Page extract:

But of course, these are the very things that are now changing, and the indecent haste with which this is happening – without dramatic social change – must call into question the depth of the putative British love of liberty. Rather than showing a shift in deeply held convictions, the survey perhaps shows the fickleness of received opinion today. Indeed, the survey authors dismiss the idea that the public’s weakened attachment to civil liberties is simply a response to the threat of terrorism since 9/11 – the change of attitude predates 2001. They suggest instead that changes in political rhetoric are responsible.

The proportion of Labour supporters opposed to identity cards fell from 45 per cent in 1990 to just 15 per cent in 2005, a period during which Labour developed increasingly authoritarian policies on crime and disorder. Whereas identity cards still seemed sinister at the end of the Cold War, they fit far more comfortably into today’s political rhetoric, which is all about practical fixes to whatever new threat to society happens to be exercising the headline writers, be it hoodies, illegal immigrants, or bona fide terrorists. There is no mention in the survey of anti-social behaviour orders (ASBOs) or other less glamorous threats to civil liberties, but these are surely as much part of the picture as is terrorism.

[Image point grounding records]
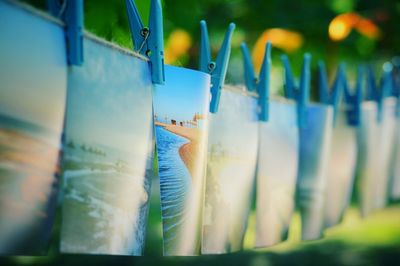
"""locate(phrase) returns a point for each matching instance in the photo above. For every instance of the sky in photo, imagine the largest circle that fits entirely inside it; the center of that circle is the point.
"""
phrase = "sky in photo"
(185, 93)
(109, 99)
(33, 68)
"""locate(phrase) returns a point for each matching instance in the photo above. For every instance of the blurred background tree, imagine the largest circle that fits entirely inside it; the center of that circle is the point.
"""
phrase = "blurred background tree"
(354, 31)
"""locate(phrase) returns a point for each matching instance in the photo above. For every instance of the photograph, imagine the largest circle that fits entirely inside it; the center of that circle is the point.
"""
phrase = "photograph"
(277, 173)
(108, 155)
(341, 169)
(394, 185)
(376, 148)
(231, 167)
(315, 149)
(32, 105)
(181, 109)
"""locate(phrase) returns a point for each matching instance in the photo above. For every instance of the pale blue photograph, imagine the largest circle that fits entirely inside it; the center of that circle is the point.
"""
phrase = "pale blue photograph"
(315, 148)
(394, 186)
(341, 169)
(376, 141)
(107, 163)
(231, 167)
(277, 173)
(32, 104)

Directions for this task: Transcribe the passage on British public attitudes toward civil liberties in full, preserving its wording and punctuation without alteration.

Your solution:
But of course, these are the very things that are now changing, and the indecent haste with which this is happening – without dramatic social change – must call into question the depth of the putative British love of liberty. Rather than showing a shift in deeply held convictions, the survey perhaps shows the fickleness of received opinion today. Indeed, the survey authors dismiss the idea that the public’s weakened attachment to civil liberties is simply a response to the threat of terrorism since 9/11 – the change of attitude predates 2001. They suggest instead that changes in political rhetoric are responsible.

The proportion of Labour supporters opposed to identity cards fell from 45 per cent in 1990 to just 15 per cent in 2005, a period during which Labour developed increasingly authoritarian policies on crime and disorder. Whereas identity cards still seemed sinister at the end of the Cold War, they fit far more comfortably into today’s political rhetoric, which is all about practical fixes to whatever new threat to society happens to be exercising the headline writers, be it hoodies, illegal immigrants, or bona fide terrorists. There is no mention in the survey of anti-social behaviour orders (ASBOs) or other less glamorous threats to civil liberties, but these are surely as much part of the picture as is terrorism.